▶ [Exercise instructions]:
Answer these questions from the abstract on deleterious SNPs in Toll-like receptor genes in dairy cattle:
(a) Why does mastitis cause high economic losses?
(b) Which TLR genes were examined for deleterious SNPs?
(c) Which servers were used to analyze the retrieved non-synonymous SNPs?
++++ Given passage
Computational characterization of deleterious SNPs in Toll-like receptor gene that potentially cause mastitis in dairy cattle

Abstract

Mastitis is a highly prevalent disease in dairy cattle that cause high economic losses, because of the diminished production of milk and decreased milk quality. Toll-like receptors (TLRs) play a crucial role in the induction of innate immune responses and especially, in the mammary gland cells, it can pick out the invading pathogens. Gene expression shows considerable variation occurs in TLRs and several SNP's are linked with altered susceptibility to infectious diseases. Through this study, the deleterious SNPs in TLR2, TLR4, TLR6 and TLR10 are identified and reported along with available inhibitors interactions with native and mutant form of TLR. Initially, the experimentally reported non-synonymous SNPs of different types of TLRs is retrieved and analyzed by SFIT, PolyPhen, I- Mutant, Consurf and HOPE servers. The results obtained from various tools used in the study shows that the deleterious non-synonymous SNPs (nsSNPs) of TLR2 may responsible for the mutation of Arginine to Histidine at 563 and Threonine to Methionine at 605 and exhibit greatest impact on protein stability. Additionally, the 3D structure of both native and mutant forms of TLR2 is modeled and the interactions are analyzed with currently available inhibitors. Overall, the present study reveals the deleterious nsSNPs in TLR2 with mutation (T563H and T605M), which may affect the structure and function of TLR2.
++++++++
++++ Source material
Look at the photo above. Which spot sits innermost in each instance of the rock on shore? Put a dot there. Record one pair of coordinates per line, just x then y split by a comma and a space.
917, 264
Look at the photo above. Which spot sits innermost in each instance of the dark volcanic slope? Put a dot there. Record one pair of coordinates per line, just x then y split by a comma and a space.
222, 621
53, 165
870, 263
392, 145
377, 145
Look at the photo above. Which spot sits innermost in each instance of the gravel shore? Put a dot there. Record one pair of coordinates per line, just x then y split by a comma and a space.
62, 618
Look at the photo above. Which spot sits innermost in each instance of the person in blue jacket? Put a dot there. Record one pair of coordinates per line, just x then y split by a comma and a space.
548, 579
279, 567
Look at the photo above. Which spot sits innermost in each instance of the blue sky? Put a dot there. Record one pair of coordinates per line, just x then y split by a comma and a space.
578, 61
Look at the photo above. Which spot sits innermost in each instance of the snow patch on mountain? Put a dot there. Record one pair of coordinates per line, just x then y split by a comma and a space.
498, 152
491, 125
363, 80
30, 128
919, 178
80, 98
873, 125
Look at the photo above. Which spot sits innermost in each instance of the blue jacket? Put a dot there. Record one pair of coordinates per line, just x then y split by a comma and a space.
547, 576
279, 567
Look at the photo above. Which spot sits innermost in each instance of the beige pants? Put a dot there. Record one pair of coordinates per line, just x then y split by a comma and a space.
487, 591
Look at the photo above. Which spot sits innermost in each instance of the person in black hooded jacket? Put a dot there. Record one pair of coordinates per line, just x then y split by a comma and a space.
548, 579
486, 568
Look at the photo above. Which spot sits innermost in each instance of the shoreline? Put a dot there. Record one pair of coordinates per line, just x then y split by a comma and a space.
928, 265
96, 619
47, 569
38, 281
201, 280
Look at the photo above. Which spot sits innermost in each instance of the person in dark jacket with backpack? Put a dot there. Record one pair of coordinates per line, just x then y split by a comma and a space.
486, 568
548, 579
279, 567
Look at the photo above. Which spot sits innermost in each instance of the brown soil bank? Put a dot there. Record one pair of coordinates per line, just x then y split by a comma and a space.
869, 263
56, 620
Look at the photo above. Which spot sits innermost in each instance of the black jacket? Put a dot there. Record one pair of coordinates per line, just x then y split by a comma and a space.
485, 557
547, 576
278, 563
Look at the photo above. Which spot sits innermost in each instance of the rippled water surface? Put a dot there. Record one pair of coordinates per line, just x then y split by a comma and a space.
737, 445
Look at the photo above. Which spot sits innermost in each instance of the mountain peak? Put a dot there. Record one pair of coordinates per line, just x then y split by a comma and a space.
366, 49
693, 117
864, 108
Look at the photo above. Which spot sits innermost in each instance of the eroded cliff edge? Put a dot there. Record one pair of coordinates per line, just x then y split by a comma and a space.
++++++++
++++ Source material
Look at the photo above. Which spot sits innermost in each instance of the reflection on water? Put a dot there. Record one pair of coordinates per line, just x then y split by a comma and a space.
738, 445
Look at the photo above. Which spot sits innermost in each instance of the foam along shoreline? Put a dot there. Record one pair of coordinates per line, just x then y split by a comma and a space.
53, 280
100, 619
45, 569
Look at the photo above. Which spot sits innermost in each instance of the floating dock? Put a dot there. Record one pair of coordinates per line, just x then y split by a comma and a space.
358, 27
++++++++
▶ [Exercise result]:
(a) It diminishes milk production and decreases milk quality.
(b) TLR2, TLR4, TLR6 and TLR10.
(c) SFIT, PolyPhen, I-Mutant, Consurf and HOPE.